Task to complete =
The records that follow need to be printed exactly. Leave out each image.

** Opening Extracted data block **

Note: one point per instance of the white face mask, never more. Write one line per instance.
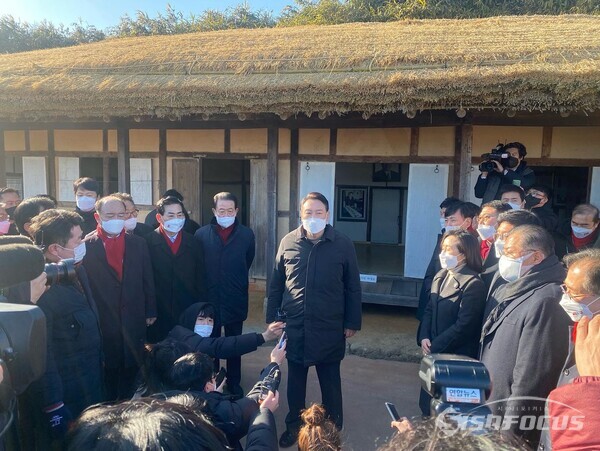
(442, 223)
(512, 269)
(85, 203)
(225, 221)
(314, 225)
(174, 225)
(130, 223)
(448, 261)
(204, 330)
(113, 226)
(499, 247)
(576, 310)
(581, 232)
(486, 232)
(514, 206)
(4, 226)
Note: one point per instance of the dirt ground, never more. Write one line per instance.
(387, 332)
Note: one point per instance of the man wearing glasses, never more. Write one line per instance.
(229, 249)
(120, 272)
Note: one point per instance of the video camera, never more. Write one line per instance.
(498, 154)
(455, 382)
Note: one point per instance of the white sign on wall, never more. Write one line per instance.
(141, 180)
(34, 176)
(427, 188)
(319, 177)
(68, 172)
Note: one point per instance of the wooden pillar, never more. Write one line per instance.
(162, 161)
(462, 161)
(272, 156)
(51, 164)
(2, 160)
(294, 145)
(123, 160)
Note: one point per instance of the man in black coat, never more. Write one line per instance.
(489, 184)
(178, 264)
(524, 340)
(229, 249)
(316, 281)
(73, 377)
(581, 297)
(120, 273)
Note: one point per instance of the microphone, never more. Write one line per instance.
(19, 263)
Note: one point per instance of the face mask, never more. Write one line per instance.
(448, 261)
(531, 201)
(499, 247)
(225, 221)
(130, 223)
(4, 226)
(581, 232)
(314, 225)
(174, 225)
(114, 226)
(442, 223)
(576, 310)
(204, 330)
(486, 232)
(85, 203)
(512, 268)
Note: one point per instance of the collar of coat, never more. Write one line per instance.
(548, 271)
(328, 234)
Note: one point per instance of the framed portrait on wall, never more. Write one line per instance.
(352, 205)
(386, 172)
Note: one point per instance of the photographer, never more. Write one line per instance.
(497, 171)
(72, 380)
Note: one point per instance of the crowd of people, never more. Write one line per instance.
(134, 332)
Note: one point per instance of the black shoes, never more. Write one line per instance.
(287, 439)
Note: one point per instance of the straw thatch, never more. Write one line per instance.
(525, 63)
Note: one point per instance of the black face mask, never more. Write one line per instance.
(531, 201)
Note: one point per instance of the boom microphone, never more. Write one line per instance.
(19, 263)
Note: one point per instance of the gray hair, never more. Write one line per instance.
(534, 237)
(590, 258)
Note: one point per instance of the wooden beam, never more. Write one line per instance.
(2, 160)
(162, 161)
(272, 167)
(51, 160)
(546, 142)
(414, 141)
(463, 150)
(294, 146)
(332, 141)
(123, 160)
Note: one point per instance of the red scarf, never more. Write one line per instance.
(173, 245)
(225, 233)
(115, 250)
(484, 249)
(581, 243)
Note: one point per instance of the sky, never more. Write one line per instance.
(106, 13)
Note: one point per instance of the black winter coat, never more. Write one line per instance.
(74, 358)
(452, 319)
(123, 306)
(525, 349)
(318, 286)
(179, 280)
(218, 347)
(227, 267)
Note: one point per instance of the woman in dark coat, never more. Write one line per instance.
(452, 320)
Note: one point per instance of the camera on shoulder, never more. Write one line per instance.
(500, 155)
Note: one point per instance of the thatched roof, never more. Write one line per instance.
(525, 63)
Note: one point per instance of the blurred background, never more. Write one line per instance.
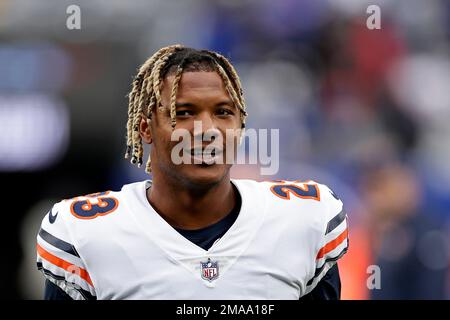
(364, 111)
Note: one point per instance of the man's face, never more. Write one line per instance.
(203, 98)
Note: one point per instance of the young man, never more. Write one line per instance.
(192, 232)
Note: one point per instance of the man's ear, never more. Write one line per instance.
(145, 130)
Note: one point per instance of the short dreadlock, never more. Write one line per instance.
(145, 94)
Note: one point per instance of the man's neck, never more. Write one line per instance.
(186, 209)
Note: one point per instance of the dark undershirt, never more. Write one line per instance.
(329, 287)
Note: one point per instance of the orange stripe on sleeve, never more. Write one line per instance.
(330, 246)
(63, 263)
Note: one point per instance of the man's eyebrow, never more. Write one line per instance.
(189, 104)
(184, 104)
(225, 102)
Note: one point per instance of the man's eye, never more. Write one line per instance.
(183, 113)
(225, 112)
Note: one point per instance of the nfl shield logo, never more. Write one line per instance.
(210, 270)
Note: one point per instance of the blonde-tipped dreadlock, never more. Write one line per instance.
(145, 94)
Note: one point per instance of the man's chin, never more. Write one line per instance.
(204, 175)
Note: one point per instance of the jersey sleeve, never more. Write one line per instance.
(334, 240)
(58, 259)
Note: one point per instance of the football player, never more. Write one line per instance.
(192, 232)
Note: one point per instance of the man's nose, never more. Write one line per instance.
(207, 121)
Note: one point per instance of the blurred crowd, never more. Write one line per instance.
(363, 111)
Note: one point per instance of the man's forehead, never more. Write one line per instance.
(198, 80)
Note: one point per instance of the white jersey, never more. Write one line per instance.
(114, 245)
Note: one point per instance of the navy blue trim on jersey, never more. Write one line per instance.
(54, 292)
(336, 221)
(205, 237)
(58, 243)
(319, 270)
(328, 288)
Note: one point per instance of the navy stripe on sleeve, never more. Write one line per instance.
(58, 243)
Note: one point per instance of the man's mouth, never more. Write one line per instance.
(205, 155)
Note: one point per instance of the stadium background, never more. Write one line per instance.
(364, 111)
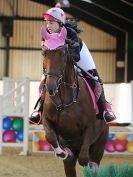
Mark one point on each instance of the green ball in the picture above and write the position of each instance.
(17, 124)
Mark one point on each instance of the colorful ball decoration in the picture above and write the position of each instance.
(111, 136)
(17, 124)
(109, 147)
(7, 123)
(121, 136)
(12, 129)
(130, 147)
(9, 136)
(44, 146)
(19, 135)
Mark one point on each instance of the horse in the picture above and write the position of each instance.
(69, 118)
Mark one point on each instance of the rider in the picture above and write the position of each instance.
(55, 19)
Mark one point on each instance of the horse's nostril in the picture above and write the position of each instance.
(51, 92)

** Closing Extracted data block **

Exercise response =
Note: one point per instance of the white face mask, never more. Write one line per instance.
(442, 223)
(512, 269)
(85, 203)
(225, 221)
(314, 225)
(174, 225)
(130, 223)
(448, 261)
(204, 330)
(113, 226)
(499, 247)
(576, 310)
(581, 232)
(486, 232)
(514, 206)
(4, 226)
Note: one point per instance of the dirt ground, never more. Write one line per instance.
(387, 332)
Note: one point per instance of the man wearing glasses, never more. Write one line per instance.
(229, 249)
(120, 272)
Note: one point per instance of the video camera, never more. Write one line per instance.
(498, 154)
(455, 382)
Note: one point per instance of the white sign on wall, never more. Write one line per instance.
(141, 180)
(34, 176)
(427, 188)
(319, 177)
(68, 172)
Note: one point per instance of the wooden pillar, never more. Write one line per instance.
(162, 161)
(462, 161)
(272, 156)
(51, 164)
(2, 160)
(294, 145)
(123, 160)
Note: one point per instance of the man in black coat, never more. Write one line per instance.
(489, 184)
(178, 264)
(524, 340)
(229, 249)
(316, 281)
(73, 377)
(581, 297)
(120, 273)
Note: one point per instance of the microphone, never more. Write one line per instance.
(19, 263)
Note: one point per instance of the face mask, never more. Write one line per instance.
(448, 261)
(531, 201)
(499, 247)
(225, 221)
(130, 223)
(4, 226)
(581, 232)
(314, 225)
(174, 225)
(114, 226)
(442, 223)
(576, 310)
(204, 330)
(486, 232)
(85, 203)
(512, 268)
Note: one point per instance of the collar of coat, never more. Write one line per instance.
(548, 271)
(328, 234)
Note: one point per instance of the framed portrait on wall, never more. Write one line per instance.
(352, 205)
(386, 172)
Note: one point per instance of the photographer, never more. Write one line per instance.
(497, 171)
(72, 380)
Note: one point per instance of the crowd of people, never more. Write one line per instance.
(134, 332)
Note: one point per instance of the black shoes, never more. Write one line per instance.
(287, 439)
Note: one point per instance of the straw thatch, never more. Write one line per instance.
(525, 63)
Note: one point per instance of the black face mask, never more. Write one line per instance.
(531, 201)
Note: one point per instance of the boom microphone, never more. Write one line per instance.
(19, 263)
Note: one point per instance of the gray hair, never more. Write one line per instance.
(534, 237)
(590, 258)
Note: one point per instance of the wooden beam, never more. Write one line per instance.
(2, 160)
(162, 161)
(272, 167)
(51, 160)
(546, 142)
(414, 141)
(463, 150)
(294, 146)
(332, 141)
(123, 160)
Note: one point per instance of the red scarf, never more. Write one line per instance.
(173, 245)
(225, 233)
(115, 250)
(484, 249)
(581, 243)
Note: one point per instance of the sky, never more. Write one line per instance.
(106, 13)
Note: one point per instance of the black winter coat, never more. Write one line per instance.
(74, 358)
(452, 319)
(123, 306)
(525, 349)
(318, 286)
(179, 280)
(218, 347)
(227, 267)
Note: one point per instance of the woman in dark coat, never more. Write one line per instance.
(452, 320)
Note: one point per instance of the camera on shoulder, never more. Write one line per instance.
(500, 155)
Note: one point per instance of the thatched roof, never more. Write one line per instance.
(525, 63)
Note: one point per instance of the blurred background, never more. Write one line per instance.
(364, 111)
Note: one point per instance of the man's face, never more. Write one line per instance.
(203, 98)
Note: one point per instance of the young man, never more. Write one line per instance.
(192, 232)
Note: one point per instance of the man's ear, never more. Write one line per instance.
(145, 130)
Note: one point per instance of the short dreadlock, never more. Write one line per instance.
(145, 94)
Note: one point per instance of the man's neck, never more. Write one line per instance.
(186, 209)
Note: one point per instance of the dark undershirt, never more. Write one line per instance.
(329, 287)
Note: one point per instance of the orange stripe on sleeve, never more. Write one line per instance.
(330, 246)
(63, 263)
Note: one point per instance of the man's eyebrow, never more. Write one line per instance.
(189, 104)
(184, 104)
(225, 102)
Note: one point per instance of the man's eye, never more. Write one line per instance.
(183, 113)
(225, 112)
Note: one point per instance of the nfl shield logo, never more. Write one line per instance.
(210, 270)
Note: one point per instance of the blonde-tipped dreadlock, never more. Write one line per instance.
(145, 94)
Note: one point per instance of the man's chin, never more. Write one line per instance.
(204, 175)
Note: one point per instance of the jersey sleeve, never more. Write one line per instance.
(334, 240)
(58, 259)
Note: one point per instance of the football player, never more. Write one line per instance.
(192, 232)
Note: one point per instance of the man's nose, never more. Write one line per instance.
(207, 121)
Note: one point per instance of the blurred crowd, never more. Write one line per instance.
(363, 111)
Note: one point per instance of the man's forehead, never more. Write one line per instance.
(198, 80)
Note: one point per instance of the white jersey, never more. Write one line per instance.
(114, 245)
Note: one point per instance of the navy blue trim on jersey, never more. Write one line per instance.
(54, 292)
(336, 221)
(205, 237)
(58, 243)
(319, 270)
(328, 288)
Note: one point per instance of the navy stripe on sleeve, never more. Write one line per instance.
(58, 243)
Note: one point per instance of the man's mouth, never more. Write one line per instance.
(205, 155)
Note: one point per instance of the stadium background, never more. Write one line per instance.
(364, 111)
Mark one point on each instance of the green ball in the picture above and write the position of each instance.
(17, 124)
Mark one point on each instance of the colorful ball decoration in the picture above and write the position of each instance.
(111, 136)
(17, 124)
(109, 147)
(7, 123)
(121, 136)
(12, 129)
(130, 147)
(9, 136)
(44, 146)
(19, 135)
Mark one point on each instance of the horse in the picture above and write the position of each instance.
(69, 118)
Mark one point on each instance of the rider in the picture above and write the position of each instance.
(55, 19)
Mark one point on each instance of the horse's nostril in the picture above and write the position of each instance.
(51, 92)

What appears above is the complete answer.